• [WORK TO BE COMPLETED] Reproduce every entry below in full, requests included, shifting each answer point by adding 39 to both of its pixel coordinates. Leave the coordinates in the requests and their format samples as they are.

>> start

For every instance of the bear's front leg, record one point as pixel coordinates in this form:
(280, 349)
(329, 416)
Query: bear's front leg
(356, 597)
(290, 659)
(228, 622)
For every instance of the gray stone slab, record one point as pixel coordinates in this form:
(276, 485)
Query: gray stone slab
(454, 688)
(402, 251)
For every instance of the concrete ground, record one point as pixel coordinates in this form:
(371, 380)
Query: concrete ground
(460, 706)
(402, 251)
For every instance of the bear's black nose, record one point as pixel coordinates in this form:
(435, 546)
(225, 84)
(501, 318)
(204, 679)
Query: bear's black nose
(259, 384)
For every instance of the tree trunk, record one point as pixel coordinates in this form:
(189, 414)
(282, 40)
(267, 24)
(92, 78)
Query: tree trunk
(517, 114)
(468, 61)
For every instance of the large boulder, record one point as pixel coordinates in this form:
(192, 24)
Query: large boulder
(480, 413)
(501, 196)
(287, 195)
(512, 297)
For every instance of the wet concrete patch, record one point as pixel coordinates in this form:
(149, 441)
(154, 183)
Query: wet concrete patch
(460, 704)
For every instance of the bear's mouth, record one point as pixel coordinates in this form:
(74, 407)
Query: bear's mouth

>> end

• [ANSWER TO THIS TASK]
For every instance of the bear's front leg, record one point as pixel coordinates in this form:
(280, 349)
(329, 416)
Query: bear's front leg
(395, 636)
(329, 698)
(267, 661)
For every instance of the gray stone slab, record one point as pixel coordinates in this form:
(276, 485)
Query: gray stone slab
(493, 727)
(441, 290)
For every instance of the concrete ground, record one point as pixel coordinates in this form:
(371, 380)
Query: concrete ground
(499, 745)
(441, 290)
For every instance of the bear's black nose, record one point as pixel coordinates in this form:
(435, 546)
(225, 84)
(501, 318)
(204, 679)
Query: bear's black nose
(298, 423)
For every instance of the tree trunk, record one point as pixel coordinates in this form:
(189, 414)
(282, 40)
(267, 24)
(92, 78)
Query: tree trunk
(556, 153)
(507, 100)
For every instance of the large boulder, record one point as pixel coordinates in this form:
(192, 24)
Query: large boulder
(519, 452)
(540, 235)
(326, 234)
(551, 336)
For every instance of the wet concrete patch, record one point as pixel coordinates in this form:
(149, 441)
(154, 183)
Query: wet concrete patch
(499, 743)
For every instance of the bear's mouth, record one point as pixel coordinates in this form:
(74, 407)
Query: bear's mouth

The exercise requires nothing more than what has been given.